Reproduce the lines below from the one that contains "Please tag the white van" through the end, inclusive, and add nothing.

─── DATA RECORDS ───

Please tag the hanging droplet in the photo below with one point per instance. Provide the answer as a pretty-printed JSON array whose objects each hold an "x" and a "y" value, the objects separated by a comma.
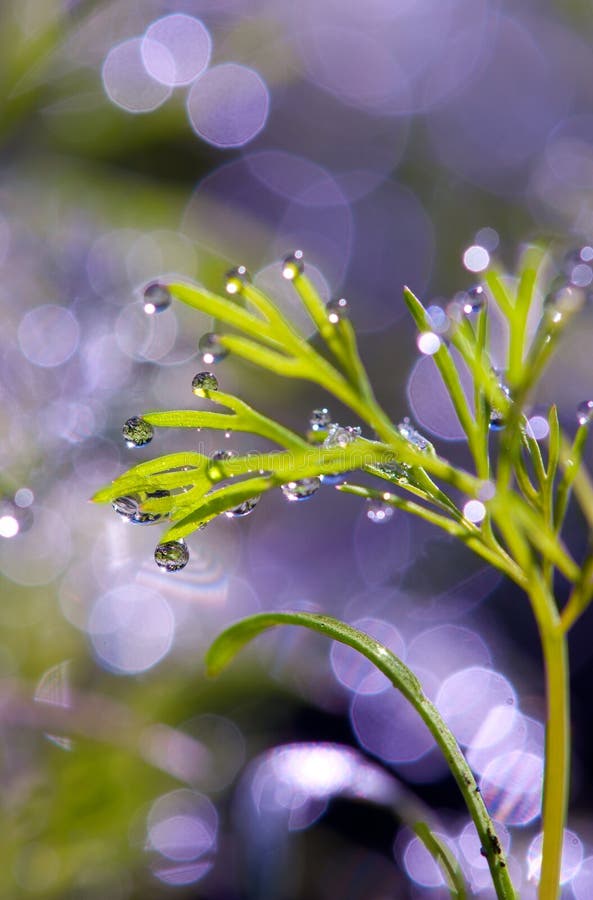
[
  {"x": 293, "y": 265},
  {"x": 379, "y": 512},
  {"x": 337, "y": 309},
  {"x": 303, "y": 489},
  {"x": 214, "y": 471},
  {"x": 204, "y": 381},
  {"x": 171, "y": 556},
  {"x": 408, "y": 432},
  {"x": 585, "y": 412},
  {"x": 156, "y": 298},
  {"x": 235, "y": 279},
  {"x": 319, "y": 419},
  {"x": 473, "y": 300},
  {"x": 243, "y": 509},
  {"x": 137, "y": 432},
  {"x": 211, "y": 349},
  {"x": 340, "y": 435}
]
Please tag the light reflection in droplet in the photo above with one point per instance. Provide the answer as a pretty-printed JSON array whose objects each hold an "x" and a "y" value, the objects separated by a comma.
[
  {"x": 176, "y": 49},
  {"x": 126, "y": 81},
  {"x": 228, "y": 105},
  {"x": 356, "y": 672},
  {"x": 572, "y": 857}
]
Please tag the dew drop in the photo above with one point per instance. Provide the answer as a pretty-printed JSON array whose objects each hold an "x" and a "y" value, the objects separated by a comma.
[
  {"x": 473, "y": 300},
  {"x": 211, "y": 349},
  {"x": 295, "y": 491},
  {"x": 337, "y": 309},
  {"x": 204, "y": 381},
  {"x": 585, "y": 412},
  {"x": 235, "y": 280},
  {"x": 293, "y": 265},
  {"x": 171, "y": 556},
  {"x": 379, "y": 512},
  {"x": 137, "y": 432},
  {"x": 319, "y": 419},
  {"x": 408, "y": 432},
  {"x": 156, "y": 298},
  {"x": 243, "y": 509}
]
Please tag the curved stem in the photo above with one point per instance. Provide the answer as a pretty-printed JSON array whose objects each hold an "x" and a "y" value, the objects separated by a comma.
[{"x": 557, "y": 764}]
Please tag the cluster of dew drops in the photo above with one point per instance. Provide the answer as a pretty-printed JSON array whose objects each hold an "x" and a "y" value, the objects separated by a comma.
[{"x": 172, "y": 556}]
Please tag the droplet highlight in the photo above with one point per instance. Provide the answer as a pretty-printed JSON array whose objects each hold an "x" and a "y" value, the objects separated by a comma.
[
  {"x": 137, "y": 432},
  {"x": 171, "y": 556}
]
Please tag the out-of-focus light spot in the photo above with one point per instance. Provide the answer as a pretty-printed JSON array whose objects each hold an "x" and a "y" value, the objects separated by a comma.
[
  {"x": 420, "y": 864},
  {"x": 537, "y": 427},
  {"x": 228, "y": 105},
  {"x": 428, "y": 343},
  {"x": 474, "y": 511},
  {"x": 572, "y": 857},
  {"x": 9, "y": 526},
  {"x": 355, "y": 671},
  {"x": 176, "y": 49},
  {"x": 127, "y": 82},
  {"x": 24, "y": 497},
  {"x": 466, "y": 697},
  {"x": 512, "y": 787},
  {"x": 487, "y": 238},
  {"x": 131, "y": 629},
  {"x": 582, "y": 882},
  {"x": 48, "y": 335},
  {"x": 476, "y": 258}
]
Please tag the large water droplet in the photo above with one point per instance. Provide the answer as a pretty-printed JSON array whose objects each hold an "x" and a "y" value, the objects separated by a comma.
[
  {"x": 137, "y": 432},
  {"x": 171, "y": 556},
  {"x": 473, "y": 300},
  {"x": 211, "y": 349},
  {"x": 204, "y": 381},
  {"x": 379, "y": 512},
  {"x": 243, "y": 509},
  {"x": 303, "y": 489},
  {"x": 337, "y": 309},
  {"x": 156, "y": 298},
  {"x": 293, "y": 265},
  {"x": 235, "y": 279},
  {"x": 585, "y": 412},
  {"x": 319, "y": 419}
]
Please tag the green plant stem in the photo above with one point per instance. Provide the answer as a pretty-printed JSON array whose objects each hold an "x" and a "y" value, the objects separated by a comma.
[{"x": 557, "y": 759}]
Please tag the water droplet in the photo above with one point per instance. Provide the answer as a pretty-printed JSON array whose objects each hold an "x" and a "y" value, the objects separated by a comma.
[
  {"x": 171, "y": 556},
  {"x": 243, "y": 509},
  {"x": 137, "y": 432},
  {"x": 214, "y": 471},
  {"x": 408, "y": 432},
  {"x": 319, "y": 419},
  {"x": 337, "y": 309},
  {"x": 379, "y": 512},
  {"x": 585, "y": 412},
  {"x": 473, "y": 300},
  {"x": 293, "y": 265},
  {"x": 236, "y": 279},
  {"x": 128, "y": 508},
  {"x": 428, "y": 343},
  {"x": 211, "y": 349},
  {"x": 204, "y": 381},
  {"x": 340, "y": 435},
  {"x": 295, "y": 491},
  {"x": 156, "y": 298}
]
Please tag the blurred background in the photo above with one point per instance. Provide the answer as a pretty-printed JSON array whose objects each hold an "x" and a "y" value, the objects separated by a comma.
[{"x": 394, "y": 141}]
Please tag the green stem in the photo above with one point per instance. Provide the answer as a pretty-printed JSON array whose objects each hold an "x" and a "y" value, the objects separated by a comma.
[{"x": 557, "y": 760}]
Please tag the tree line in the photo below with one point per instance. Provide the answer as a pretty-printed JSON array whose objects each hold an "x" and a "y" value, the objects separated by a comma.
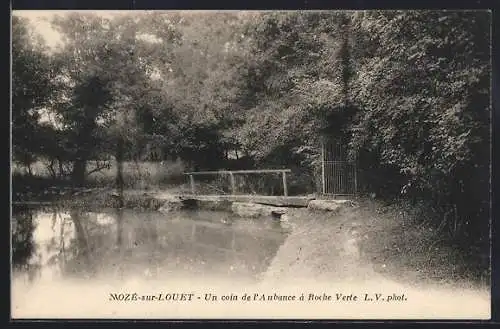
[{"x": 408, "y": 92}]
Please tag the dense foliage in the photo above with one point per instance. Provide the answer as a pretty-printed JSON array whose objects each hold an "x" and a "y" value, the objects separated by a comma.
[{"x": 409, "y": 92}]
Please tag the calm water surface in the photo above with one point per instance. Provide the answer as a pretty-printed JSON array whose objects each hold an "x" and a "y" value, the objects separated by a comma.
[{"x": 110, "y": 245}]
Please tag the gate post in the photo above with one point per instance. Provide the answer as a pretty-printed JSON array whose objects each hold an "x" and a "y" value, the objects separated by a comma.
[
  {"x": 233, "y": 183},
  {"x": 323, "y": 187},
  {"x": 285, "y": 187}
]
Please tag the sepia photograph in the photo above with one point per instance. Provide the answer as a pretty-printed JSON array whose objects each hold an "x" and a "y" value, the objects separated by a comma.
[{"x": 312, "y": 164}]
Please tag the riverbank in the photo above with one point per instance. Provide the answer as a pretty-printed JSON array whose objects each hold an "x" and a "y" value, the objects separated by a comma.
[{"x": 360, "y": 244}]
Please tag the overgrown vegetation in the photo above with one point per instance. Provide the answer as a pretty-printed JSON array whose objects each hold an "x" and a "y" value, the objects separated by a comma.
[{"x": 408, "y": 91}]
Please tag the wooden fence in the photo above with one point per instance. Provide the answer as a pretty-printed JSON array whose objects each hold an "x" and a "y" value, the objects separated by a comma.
[{"x": 232, "y": 173}]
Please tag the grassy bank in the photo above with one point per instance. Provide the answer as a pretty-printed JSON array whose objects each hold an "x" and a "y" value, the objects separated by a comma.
[{"x": 374, "y": 240}]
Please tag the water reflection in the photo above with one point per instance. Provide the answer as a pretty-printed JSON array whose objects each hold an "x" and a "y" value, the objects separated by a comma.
[{"x": 115, "y": 245}]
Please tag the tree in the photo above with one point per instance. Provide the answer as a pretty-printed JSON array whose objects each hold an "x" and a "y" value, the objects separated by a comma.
[
  {"x": 31, "y": 91},
  {"x": 422, "y": 86}
]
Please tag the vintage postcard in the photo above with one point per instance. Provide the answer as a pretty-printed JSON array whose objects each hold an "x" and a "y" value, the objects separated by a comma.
[{"x": 251, "y": 164}]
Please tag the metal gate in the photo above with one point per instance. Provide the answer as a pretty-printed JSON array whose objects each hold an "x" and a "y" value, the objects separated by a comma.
[{"x": 339, "y": 175}]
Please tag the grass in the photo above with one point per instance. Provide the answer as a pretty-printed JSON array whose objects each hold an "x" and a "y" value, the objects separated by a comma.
[
  {"x": 138, "y": 175},
  {"x": 392, "y": 241}
]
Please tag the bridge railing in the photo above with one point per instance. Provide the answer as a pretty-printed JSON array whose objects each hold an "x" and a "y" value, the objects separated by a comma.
[{"x": 231, "y": 174}]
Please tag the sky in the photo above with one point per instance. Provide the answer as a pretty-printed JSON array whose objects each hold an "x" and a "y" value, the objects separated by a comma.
[{"x": 39, "y": 19}]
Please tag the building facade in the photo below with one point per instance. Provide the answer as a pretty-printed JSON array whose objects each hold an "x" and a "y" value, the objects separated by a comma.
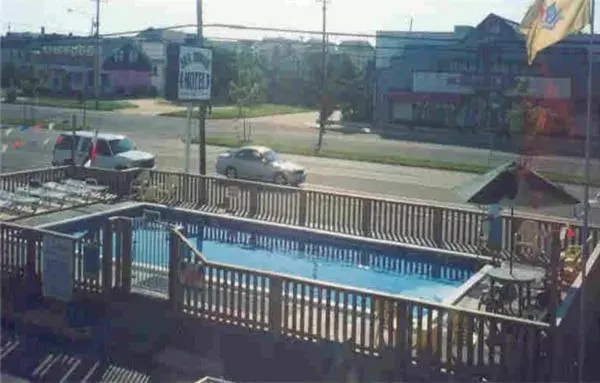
[
  {"x": 65, "y": 64},
  {"x": 477, "y": 77}
]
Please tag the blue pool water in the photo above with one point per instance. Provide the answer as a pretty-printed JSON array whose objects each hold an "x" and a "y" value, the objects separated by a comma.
[{"x": 344, "y": 264}]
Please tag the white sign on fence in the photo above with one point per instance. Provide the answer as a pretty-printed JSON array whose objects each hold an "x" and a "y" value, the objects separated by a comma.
[
  {"x": 195, "y": 67},
  {"x": 57, "y": 267},
  {"x": 232, "y": 192}
]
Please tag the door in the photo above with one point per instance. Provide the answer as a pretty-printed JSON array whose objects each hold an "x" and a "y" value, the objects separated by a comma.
[
  {"x": 249, "y": 164},
  {"x": 83, "y": 150},
  {"x": 104, "y": 157}
]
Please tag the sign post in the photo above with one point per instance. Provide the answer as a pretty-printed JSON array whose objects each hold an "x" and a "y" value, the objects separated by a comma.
[
  {"x": 188, "y": 138},
  {"x": 189, "y": 77},
  {"x": 57, "y": 267}
]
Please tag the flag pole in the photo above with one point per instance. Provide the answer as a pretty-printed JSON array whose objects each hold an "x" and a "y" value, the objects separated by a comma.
[{"x": 586, "y": 199}]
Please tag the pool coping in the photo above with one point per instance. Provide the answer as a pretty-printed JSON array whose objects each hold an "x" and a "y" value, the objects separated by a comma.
[
  {"x": 356, "y": 290},
  {"x": 473, "y": 257}
]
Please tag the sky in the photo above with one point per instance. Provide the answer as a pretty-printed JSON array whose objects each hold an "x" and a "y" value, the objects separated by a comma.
[{"x": 348, "y": 16}]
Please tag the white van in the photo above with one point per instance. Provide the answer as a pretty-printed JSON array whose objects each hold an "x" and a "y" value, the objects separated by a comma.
[{"x": 113, "y": 151}]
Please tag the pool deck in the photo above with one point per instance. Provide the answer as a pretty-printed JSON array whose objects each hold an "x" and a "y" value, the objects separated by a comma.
[
  {"x": 471, "y": 300},
  {"x": 41, "y": 219}
]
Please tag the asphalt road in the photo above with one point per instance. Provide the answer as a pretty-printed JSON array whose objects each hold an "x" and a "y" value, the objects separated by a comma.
[
  {"x": 270, "y": 128},
  {"x": 396, "y": 182}
]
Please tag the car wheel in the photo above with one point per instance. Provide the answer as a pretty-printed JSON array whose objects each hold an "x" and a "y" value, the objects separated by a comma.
[
  {"x": 230, "y": 172},
  {"x": 280, "y": 179}
]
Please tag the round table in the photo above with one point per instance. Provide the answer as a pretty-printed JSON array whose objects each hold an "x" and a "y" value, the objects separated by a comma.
[{"x": 521, "y": 279}]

───

• **WRITTEN REPLY**:
Please tag the white van in the photo above with one point per instance. Provide the answer as a pretty-printed JSON array whose objects each hold an "x" and a "y" value, the objects separated by a comma.
[{"x": 113, "y": 151}]
Please tag the pool deck in the photo above with one point per instance. Provide the answer as a pretty-printed JSON array whose objects each hold an "x" and a "y" value, the objects separated by a comma.
[
  {"x": 471, "y": 300},
  {"x": 41, "y": 219}
]
Please tag the asphalt road in the photo above with one point per instance. Provide the answer as a pretty-printed JSON array whose objects each hold an "x" and a "y" value, the objects separated by a comma.
[
  {"x": 270, "y": 128},
  {"x": 396, "y": 182}
]
Please tag the car wheel in the photo above with one point per instance. Provide the answer as a pretty-printed JSON array whose objects each hold an "x" and a "y" value, the objects separated by a comma.
[
  {"x": 230, "y": 172},
  {"x": 280, "y": 179}
]
Please tag the round table in the photo above with one point per instance. Provide the answer as a pretty-printed JSON array whose objects each hold an "x" and a "y" value, the objects separated by a comma.
[{"x": 521, "y": 279}]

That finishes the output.